WRITTEN EXERCISE: Rewrite each of the rows below with "gray roof" changed to "flat roof" and everything else left as it is, and omit the pictures from your answer.

EXTRACTED ENTRIES:
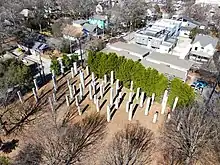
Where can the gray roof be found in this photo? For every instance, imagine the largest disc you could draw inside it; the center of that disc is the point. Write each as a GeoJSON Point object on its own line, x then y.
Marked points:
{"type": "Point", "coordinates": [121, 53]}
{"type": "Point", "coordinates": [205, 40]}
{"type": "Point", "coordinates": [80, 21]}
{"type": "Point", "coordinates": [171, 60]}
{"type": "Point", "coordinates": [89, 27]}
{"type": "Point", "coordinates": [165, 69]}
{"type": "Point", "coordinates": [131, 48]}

RESULT OF THIS TASK:
Where can the flat roof be found in this photo? For every instance, imagine the largest disc you could draw inside it; the center of that disc is the point. Write each as a GeoJSON Point object on its own line, x then y.
Marked points:
{"type": "Point", "coordinates": [121, 53]}
{"type": "Point", "coordinates": [205, 40]}
{"type": "Point", "coordinates": [80, 21]}
{"type": "Point", "coordinates": [171, 60]}
{"type": "Point", "coordinates": [89, 27]}
{"type": "Point", "coordinates": [165, 69]}
{"type": "Point", "coordinates": [131, 48]}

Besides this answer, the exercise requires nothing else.